TASK DESCRIPTION: Everything from the line containing "locate | one dot per instance of the white dress" through the last line of the records must be returned verbatim, and nothing outside that range.

DATA FOR THIS EXERCISE:
════════════════

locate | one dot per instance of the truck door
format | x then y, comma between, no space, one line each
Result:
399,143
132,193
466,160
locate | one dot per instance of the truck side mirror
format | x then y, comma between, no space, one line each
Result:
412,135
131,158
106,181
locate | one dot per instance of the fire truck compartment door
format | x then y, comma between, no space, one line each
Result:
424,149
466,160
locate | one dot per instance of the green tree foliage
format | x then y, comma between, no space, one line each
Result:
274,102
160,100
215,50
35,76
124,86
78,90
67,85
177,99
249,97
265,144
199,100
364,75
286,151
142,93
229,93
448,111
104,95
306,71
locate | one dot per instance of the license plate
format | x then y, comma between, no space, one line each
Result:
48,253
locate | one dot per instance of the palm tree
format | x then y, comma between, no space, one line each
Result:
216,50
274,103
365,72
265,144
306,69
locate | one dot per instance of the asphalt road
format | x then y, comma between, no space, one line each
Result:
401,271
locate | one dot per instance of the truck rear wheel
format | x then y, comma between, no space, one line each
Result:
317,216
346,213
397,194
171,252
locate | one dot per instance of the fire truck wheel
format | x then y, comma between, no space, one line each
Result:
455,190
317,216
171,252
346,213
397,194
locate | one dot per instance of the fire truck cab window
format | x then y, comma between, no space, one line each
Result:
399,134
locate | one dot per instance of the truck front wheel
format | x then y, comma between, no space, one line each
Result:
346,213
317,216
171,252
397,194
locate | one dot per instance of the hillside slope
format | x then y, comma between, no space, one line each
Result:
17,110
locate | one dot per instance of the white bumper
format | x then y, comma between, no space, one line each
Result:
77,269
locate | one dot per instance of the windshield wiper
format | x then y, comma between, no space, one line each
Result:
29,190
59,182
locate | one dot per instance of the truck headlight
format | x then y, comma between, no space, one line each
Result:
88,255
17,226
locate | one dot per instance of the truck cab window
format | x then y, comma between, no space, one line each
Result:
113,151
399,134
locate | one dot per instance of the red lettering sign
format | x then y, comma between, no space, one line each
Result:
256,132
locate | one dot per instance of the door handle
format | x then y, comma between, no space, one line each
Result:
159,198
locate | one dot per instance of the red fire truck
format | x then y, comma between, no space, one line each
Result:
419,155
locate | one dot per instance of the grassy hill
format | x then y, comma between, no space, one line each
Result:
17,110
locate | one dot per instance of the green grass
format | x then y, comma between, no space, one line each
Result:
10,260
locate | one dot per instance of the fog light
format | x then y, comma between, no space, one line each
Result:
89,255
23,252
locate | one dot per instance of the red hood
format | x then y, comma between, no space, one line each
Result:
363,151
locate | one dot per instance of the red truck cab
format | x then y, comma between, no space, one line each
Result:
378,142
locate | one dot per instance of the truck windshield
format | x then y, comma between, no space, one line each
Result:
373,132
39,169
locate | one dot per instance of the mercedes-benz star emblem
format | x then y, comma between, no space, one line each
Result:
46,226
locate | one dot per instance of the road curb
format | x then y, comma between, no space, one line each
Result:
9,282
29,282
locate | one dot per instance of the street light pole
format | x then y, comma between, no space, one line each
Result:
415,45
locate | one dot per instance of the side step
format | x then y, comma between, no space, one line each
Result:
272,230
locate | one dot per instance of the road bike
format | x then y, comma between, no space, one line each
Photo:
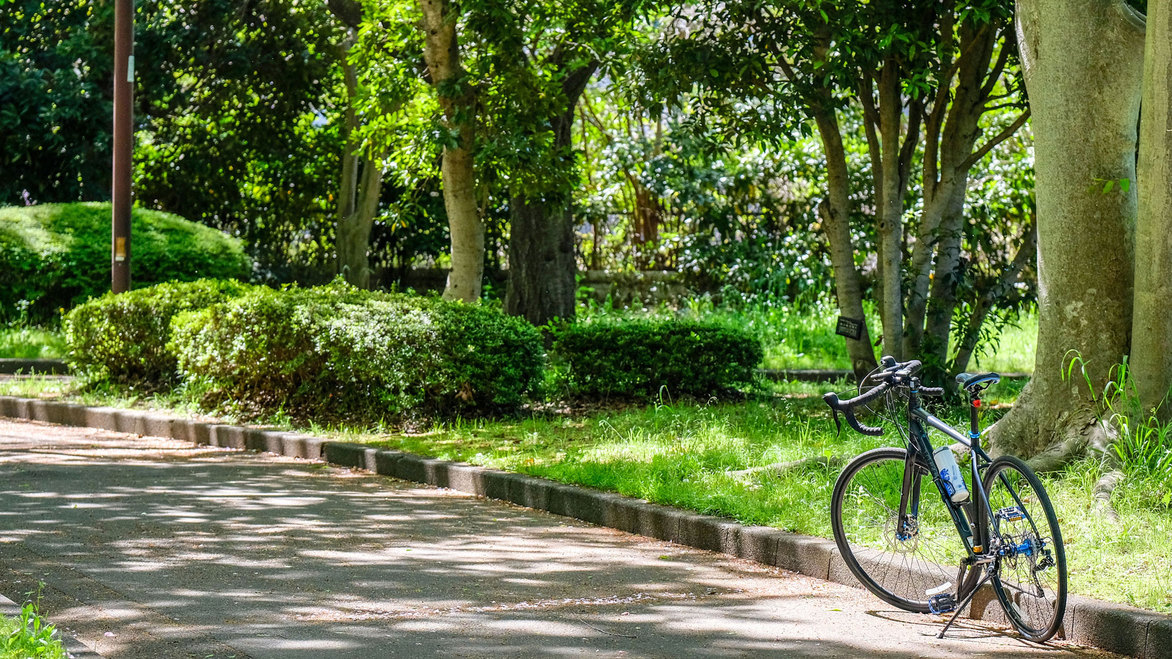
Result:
925,535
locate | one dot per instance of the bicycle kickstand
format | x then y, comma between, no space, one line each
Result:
962,603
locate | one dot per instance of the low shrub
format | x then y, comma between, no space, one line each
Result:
638,358
124,338
56,256
336,352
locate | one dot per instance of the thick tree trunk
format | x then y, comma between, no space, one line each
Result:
356,203
354,230
989,297
942,299
1151,328
890,211
836,212
441,54
1083,63
543,269
542,266
949,137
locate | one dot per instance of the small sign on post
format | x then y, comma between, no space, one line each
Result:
849,327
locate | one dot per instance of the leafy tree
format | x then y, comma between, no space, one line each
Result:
239,123
531,103
924,76
1099,290
55,101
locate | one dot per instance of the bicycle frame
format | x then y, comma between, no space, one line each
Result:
919,445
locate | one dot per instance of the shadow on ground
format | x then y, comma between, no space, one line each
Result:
151,548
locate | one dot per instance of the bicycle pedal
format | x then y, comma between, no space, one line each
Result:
942,603
1012,514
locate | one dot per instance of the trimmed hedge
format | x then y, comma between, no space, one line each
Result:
123,338
58,256
336,352
638,358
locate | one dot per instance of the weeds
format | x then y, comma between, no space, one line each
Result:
28,636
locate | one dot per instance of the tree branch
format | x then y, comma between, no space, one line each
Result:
1006,133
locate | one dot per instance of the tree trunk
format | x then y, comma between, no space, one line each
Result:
354,230
836,212
1083,63
942,299
1026,255
949,136
441,53
1151,330
543,269
890,210
542,266
356,203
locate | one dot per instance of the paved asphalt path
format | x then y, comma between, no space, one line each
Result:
151,548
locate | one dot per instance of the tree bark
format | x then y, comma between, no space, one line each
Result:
949,136
1151,328
354,230
543,269
441,53
358,203
1026,255
836,212
1083,65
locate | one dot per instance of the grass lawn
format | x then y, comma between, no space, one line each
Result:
28,636
682,454
799,338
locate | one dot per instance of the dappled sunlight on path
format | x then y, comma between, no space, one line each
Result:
183,551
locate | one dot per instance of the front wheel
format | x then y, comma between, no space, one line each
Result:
900,559
1030,579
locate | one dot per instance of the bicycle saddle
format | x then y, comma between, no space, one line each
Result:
969,380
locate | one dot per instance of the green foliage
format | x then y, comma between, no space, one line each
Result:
645,358
28,637
56,256
336,352
124,337
31,342
55,110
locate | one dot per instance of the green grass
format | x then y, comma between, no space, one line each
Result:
685,454
28,636
31,342
803,337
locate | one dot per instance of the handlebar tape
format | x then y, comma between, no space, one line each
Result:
847,409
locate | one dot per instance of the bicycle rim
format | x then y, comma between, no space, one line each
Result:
1031,579
899,568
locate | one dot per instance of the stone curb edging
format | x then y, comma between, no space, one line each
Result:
74,647
1110,626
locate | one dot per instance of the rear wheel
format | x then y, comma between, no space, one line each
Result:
1031,576
898,562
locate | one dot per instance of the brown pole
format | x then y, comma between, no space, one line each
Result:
123,142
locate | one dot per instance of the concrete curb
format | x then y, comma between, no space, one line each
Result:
74,647
1115,627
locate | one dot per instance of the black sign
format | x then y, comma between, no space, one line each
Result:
849,327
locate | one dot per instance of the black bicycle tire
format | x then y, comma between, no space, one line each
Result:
847,552
1051,518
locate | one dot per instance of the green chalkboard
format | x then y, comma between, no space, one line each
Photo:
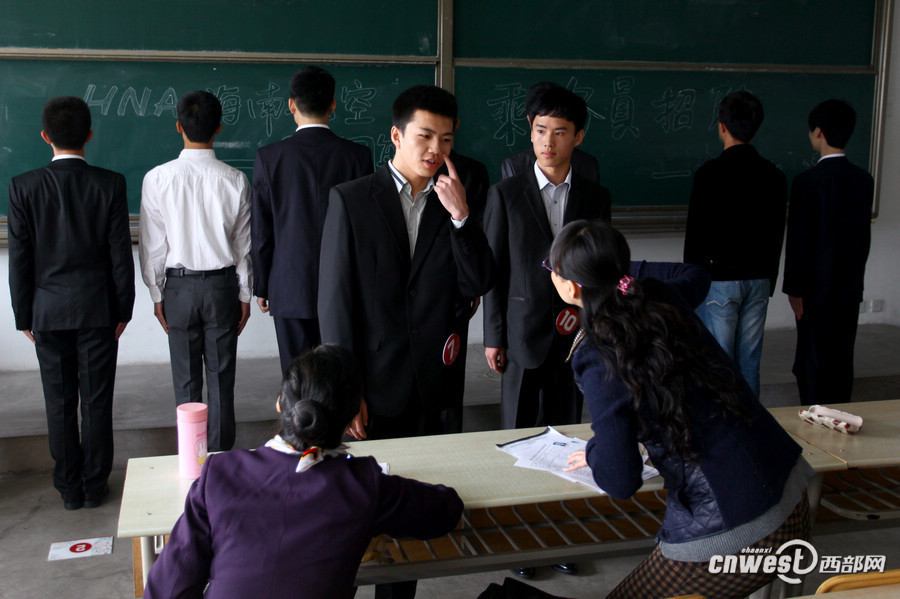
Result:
133,110
807,32
296,26
650,130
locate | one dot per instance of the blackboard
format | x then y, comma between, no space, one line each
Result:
650,130
803,32
133,110
295,26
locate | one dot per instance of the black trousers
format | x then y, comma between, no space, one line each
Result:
295,336
203,313
79,363
823,362
541,396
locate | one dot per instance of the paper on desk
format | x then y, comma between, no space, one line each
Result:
549,451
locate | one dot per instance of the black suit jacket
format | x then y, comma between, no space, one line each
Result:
397,313
583,164
70,259
829,233
291,181
520,313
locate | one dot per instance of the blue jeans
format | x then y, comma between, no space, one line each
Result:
735,314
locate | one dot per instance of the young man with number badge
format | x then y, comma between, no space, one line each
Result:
527,328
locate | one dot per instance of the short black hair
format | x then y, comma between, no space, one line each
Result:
836,119
200,114
429,98
741,113
320,395
558,102
535,91
67,122
312,90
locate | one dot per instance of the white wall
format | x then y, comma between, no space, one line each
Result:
144,340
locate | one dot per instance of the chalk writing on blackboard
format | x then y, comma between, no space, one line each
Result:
357,100
586,94
508,112
382,147
621,113
676,109
167,102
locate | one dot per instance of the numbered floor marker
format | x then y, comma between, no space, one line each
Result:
80,548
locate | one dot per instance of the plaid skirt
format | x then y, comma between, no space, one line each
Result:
658,576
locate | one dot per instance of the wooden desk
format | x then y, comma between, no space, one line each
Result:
876,445
483,475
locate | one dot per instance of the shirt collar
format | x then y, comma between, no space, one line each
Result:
197,154
401,182
835,155
543,181
67,156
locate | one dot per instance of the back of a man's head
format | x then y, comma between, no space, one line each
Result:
67,122
312,90
836,119
741,113
558,102
200,114
429,98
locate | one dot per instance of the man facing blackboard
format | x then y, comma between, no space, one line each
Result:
71,279
735,228
291,181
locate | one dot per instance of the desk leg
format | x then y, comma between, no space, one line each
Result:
148,556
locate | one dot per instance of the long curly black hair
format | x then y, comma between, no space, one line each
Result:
651,343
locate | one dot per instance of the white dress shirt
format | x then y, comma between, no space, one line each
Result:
555,197
414,206
195,214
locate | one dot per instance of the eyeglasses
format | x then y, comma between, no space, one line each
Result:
546,264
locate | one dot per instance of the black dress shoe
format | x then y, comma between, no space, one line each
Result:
567,568
92,500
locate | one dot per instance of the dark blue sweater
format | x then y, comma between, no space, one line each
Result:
741,469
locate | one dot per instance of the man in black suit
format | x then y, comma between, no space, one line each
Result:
291,181
828,237
582,163
401,257
71,280
527,328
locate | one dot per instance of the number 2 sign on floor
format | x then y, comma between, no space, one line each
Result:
80,548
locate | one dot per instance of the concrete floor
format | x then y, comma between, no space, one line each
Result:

════════════════

WORKED ANSWER:
locate | one dot per instance of the white dress shirt
format | x then y, comma between, no space, one line each
Result:
555,197
414,206
195,214
locate | one dot per instance of the eyeglasses
format | x then y, comma between, no space, one line each
Result:
546,264
locate | one dot per instance of the black dress shoe
format | x then y, comma between, no space, one line each
Result:
567,568
92,500
locate | one dot per instance of the dark blue sweater
format | x then y, comma between, no space, one line each
Result:
741,469
locate | one dot per instance of the man in black suit
format | x then y, comma between, no space, one line each
Result:
291,181
828,237
582,163
401,257
71,280
527,328
locate | one dot per instance of the number 2 sign on floor
format | x then y, comma between, no space, one line each
Result:
80,548
locate | one dot per instance of the concrete floor
format | x then y, comma between, no space, one line each
Result:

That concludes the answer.